_EXERCISE OBJECTIVE_.
Copy the records from the line with "Provide the mask of each instance of the **confetti**." to the line with "[[[70,19],[69,18],[64,18],[63,19],[63,21],[67,22],[69,21]]]", both included, unchanged.

_DATA_.
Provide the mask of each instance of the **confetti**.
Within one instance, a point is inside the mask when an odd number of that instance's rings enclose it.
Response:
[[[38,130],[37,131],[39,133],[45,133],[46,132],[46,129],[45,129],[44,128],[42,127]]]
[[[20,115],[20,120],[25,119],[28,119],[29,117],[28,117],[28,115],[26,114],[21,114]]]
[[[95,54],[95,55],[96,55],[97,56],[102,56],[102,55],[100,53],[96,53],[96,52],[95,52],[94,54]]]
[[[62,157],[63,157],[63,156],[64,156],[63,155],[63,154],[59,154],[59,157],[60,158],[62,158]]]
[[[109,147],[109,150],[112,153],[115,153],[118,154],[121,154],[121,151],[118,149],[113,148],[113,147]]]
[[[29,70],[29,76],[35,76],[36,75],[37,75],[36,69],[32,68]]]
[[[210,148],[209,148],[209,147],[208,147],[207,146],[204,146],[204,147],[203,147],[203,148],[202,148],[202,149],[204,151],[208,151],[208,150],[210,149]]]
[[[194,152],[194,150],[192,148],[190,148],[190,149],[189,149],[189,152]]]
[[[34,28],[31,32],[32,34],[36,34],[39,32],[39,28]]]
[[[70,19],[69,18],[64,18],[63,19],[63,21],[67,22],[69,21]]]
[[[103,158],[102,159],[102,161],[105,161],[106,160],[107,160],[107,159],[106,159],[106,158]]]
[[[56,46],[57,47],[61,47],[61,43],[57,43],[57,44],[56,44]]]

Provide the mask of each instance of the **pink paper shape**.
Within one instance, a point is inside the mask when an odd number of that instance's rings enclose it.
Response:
* * *
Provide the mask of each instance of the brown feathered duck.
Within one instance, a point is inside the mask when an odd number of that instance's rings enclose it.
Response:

_ANSWER TO THIS PROBLEM_.
Provide the mask of each instance of the **confetti**.
Within one instance, a point is inside the mask when an odd number of that instance's rings enclose it.
Response:
[[[38,130],[37,131],[39,133],[45,133],[46,132],[46,129],[45,129],[44,128],[42,127]]]
[[[20,115],[20,120],[25,119],[28,119],[29,117],[28,117],[28,115],[26,114],[21,114]]]
[[[95,54],[95,55],[96,55],[97,56],[102,56],[102,55],[100,53],[96,53],[96,52],[95,52],[94,54]]]
[[[62,157],[63,157],[63,156],[64,156],[63,155],[63,154],[59,154],[59,157],[60,158],[62,158]]]
[[[109,147],[109,150],[112,153],[115,153],[118,154],[121,154],[121,151],[118,149],[113,148],[113,147]]]
[[[29,70],[29,76],[35,76],[36,75],[37,75],[36,69],[32,68]]]
[[[210,148],[209,148],[209,147],[208,147],[207,146],[204,146],[204,147],[203,147],[203,148],[202,148],[202,149],[204,151],[208,151],[208,150],[210,149]]]
[[[194,152],[194,150],[192,148],[190,148],[190,149],[189,149],[189,152]]]
[[[34,28],[31,32],[32,34],[36,34],[39,32],[39,28]]]
[[[70,19],[69,18],[64,18],[63,19],[63,21],[67,22],[69,21]]]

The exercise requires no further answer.